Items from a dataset
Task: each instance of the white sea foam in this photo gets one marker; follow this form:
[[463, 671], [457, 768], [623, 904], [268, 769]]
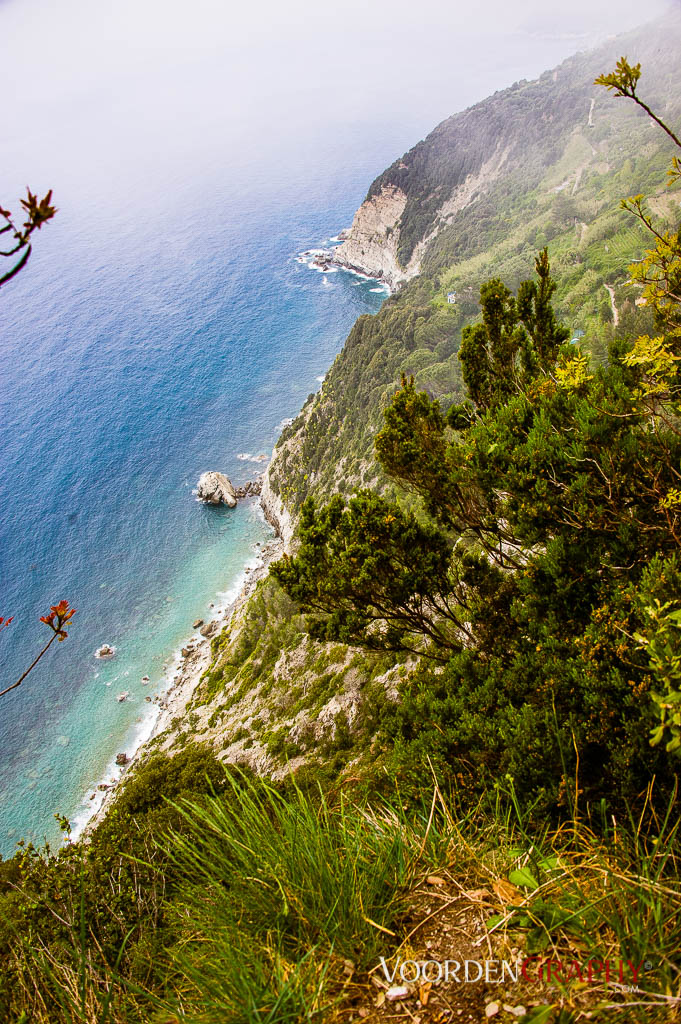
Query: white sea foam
[[247, 457], [146, 725]]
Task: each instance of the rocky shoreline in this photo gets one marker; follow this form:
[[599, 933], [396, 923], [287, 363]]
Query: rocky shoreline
[[195, 657]]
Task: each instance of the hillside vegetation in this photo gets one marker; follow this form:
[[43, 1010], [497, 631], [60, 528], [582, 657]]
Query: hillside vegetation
[[448, 724]]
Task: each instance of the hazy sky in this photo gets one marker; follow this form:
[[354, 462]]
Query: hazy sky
[[116, 82]]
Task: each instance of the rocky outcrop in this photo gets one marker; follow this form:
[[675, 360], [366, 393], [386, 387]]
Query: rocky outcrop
[[249, 489], [216, 488], [274, 510], [371, 245]]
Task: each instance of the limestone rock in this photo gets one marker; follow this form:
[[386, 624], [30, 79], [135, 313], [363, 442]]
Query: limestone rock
[[250, 489], [216, 488]]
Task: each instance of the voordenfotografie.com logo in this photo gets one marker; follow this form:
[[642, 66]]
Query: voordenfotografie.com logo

How to complete this task: Write out all of the records above. Keep them exact and leave out the pictures.

Final answer:
Task: each instance of the white sea foam in this photo gets one marker; follow this form:
[[463, 671], [457, 768], [623, 904], [268, 769]]
Query: white sea foam
[[247, 457], [146, 725]]
Task: each instance of the rocky shoreline in this photo gets one marker; follow this form:
[[599, 933], [396, 923], [287, 363]]
Query: rocky shoreline
[[195, 657]]
Task: each instance of the hillside vegetation in this photo gets one marker; follow this form:
[[43, 1010], [497, 631], [60, 528], [582, 657]]
Query: hillside vegetation
[[448, 724]]
Task: each instance of the hazy sky in this photo gets one marker; follow this form:
[[354, 462]]
Query: hazy sky
[[116, 82]]
Task: each instance of the rocky outcrop in this photo gets one marker; follow this form:
[[675, 360], [366, 393], [386, 387]]
Query: rocky outcrop
[[249, 489], [216, 488], [274, 510], [371, 245]]
Task: each instance of the limestone rock in this photo gets one marker; follow this form:
[[386, 624], [30, 79], [135, 313], [363, 442]]
Query: limestone rock
[[250, 489], [216, 488]]
Task: each instance of the voordenfotografie.com logo in this photo gets one marker; follow this form:
[[642, 66]]
Query: voordenfotografie.com logo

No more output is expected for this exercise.